Task prompt: Return the data below exactly, please, but drop the pictures.

Supplied information:
-*-

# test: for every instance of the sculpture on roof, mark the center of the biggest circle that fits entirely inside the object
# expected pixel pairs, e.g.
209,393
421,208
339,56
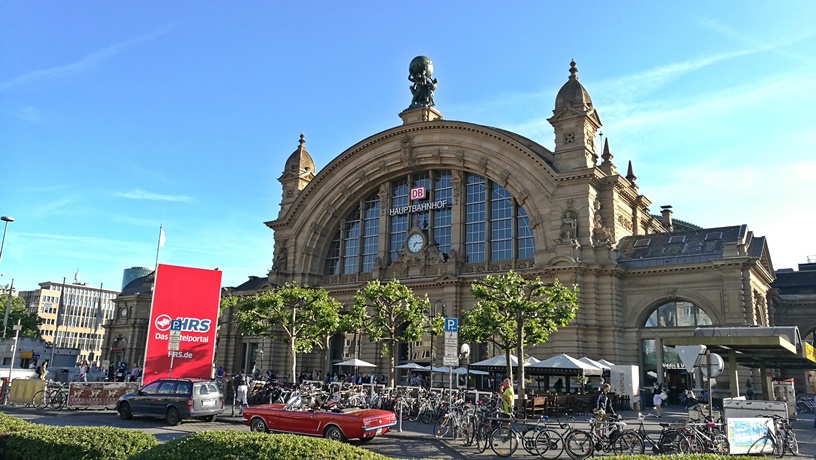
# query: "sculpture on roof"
419,73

-*-

Answer to this exercise:
# test: for every instance of the sculpture on roof, mark the center of the biggest circle that fits entirely inside the object
# expected pixel pairs, e.g.
209,393
421,208
339,56
# query: "sculpture on roof"
419,73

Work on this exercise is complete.